=== PROBLEM TO WORK ON ===
Pick up at the line with "Reviewer check: each instance of the rear tire". Write it out exactly, along with each later line through the end of the data, and nothing more.
──────── DATA TO EXAMINE
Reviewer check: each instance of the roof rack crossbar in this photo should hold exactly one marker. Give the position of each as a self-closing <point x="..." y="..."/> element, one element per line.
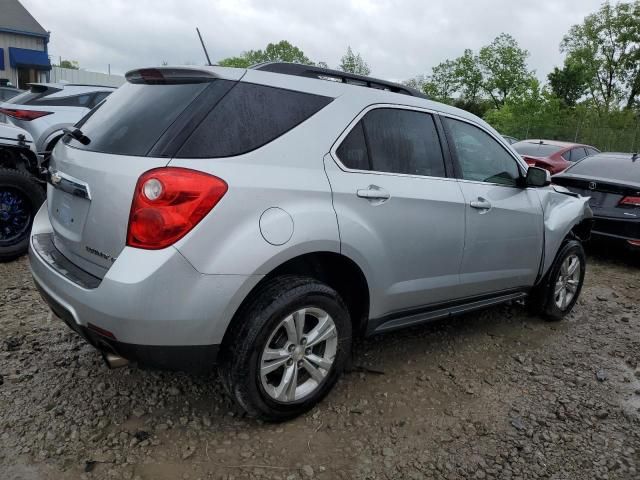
<point x="311" y="71"/>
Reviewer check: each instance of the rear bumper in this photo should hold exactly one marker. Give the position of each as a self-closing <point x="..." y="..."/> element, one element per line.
<point x="185" y="358"/>
<point x="623" y="229"/>
<point x="151" y="306"/>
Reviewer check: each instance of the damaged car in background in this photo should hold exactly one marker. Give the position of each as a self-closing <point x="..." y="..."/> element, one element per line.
<point x="21" y="190"/>
<point x="260" y="219"/>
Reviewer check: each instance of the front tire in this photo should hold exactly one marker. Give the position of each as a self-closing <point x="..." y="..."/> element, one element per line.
<point x="20" y="199"/>
<point x="557" y="294"/>
<point x="289" y="345"/>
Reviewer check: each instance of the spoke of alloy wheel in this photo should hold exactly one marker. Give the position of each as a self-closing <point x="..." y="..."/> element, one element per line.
<point x="563" y="297"/>
<point x="559" y="287"/>
<point x="316" y="373"/>
<point x="319" y="361"/>
<point x="573" y="266"/>
<point x="299" y="318"/>
<point x="324" y="330"/>
<point x="286" y="391"/>
<point x="572" y="285"/>
<point x="272" y="366"/>
<point x="290" y="327"/>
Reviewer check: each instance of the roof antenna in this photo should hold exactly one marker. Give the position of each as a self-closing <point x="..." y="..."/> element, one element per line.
<point x="204" y="48"/>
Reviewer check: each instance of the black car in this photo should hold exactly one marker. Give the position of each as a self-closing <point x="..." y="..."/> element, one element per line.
<point x="612" y="180"/>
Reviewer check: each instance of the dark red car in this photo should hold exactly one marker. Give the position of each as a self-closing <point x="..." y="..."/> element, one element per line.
<point x="551" y="155"/>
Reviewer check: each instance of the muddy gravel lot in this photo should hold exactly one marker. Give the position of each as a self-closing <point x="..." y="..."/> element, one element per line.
<point x="495" y="394"/>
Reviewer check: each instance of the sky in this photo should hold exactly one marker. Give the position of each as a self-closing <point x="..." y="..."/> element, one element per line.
<point x="398" y="39"/>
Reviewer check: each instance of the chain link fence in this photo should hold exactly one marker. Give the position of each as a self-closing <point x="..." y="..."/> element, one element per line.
<point x="606" y="139"/>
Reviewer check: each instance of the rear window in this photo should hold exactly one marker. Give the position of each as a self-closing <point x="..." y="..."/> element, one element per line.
<point x="82" y="100"/>
<point x="620" y="168"/>
<point x="248" y="117"/>
<point x="34" y="93"/>
<point x="535" y="149"/>
<point x="132" y="119"/>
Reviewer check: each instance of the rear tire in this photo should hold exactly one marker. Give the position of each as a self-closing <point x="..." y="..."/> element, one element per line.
<point x="558" y="292"/>
<point x="20" y="198"/>
<point x="287" y="348"/>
────────────────
=== YOUR RESPONSE ===
Reviewer check: each instance of the rear tire in this photo should hold exactly one marker. Give the position of each as a self-closing <point x="..." y="..."/> element, one element per line.
<point x="558" y="292"/>
<point x="20" y="198"/>
<point x="287" y="348"/>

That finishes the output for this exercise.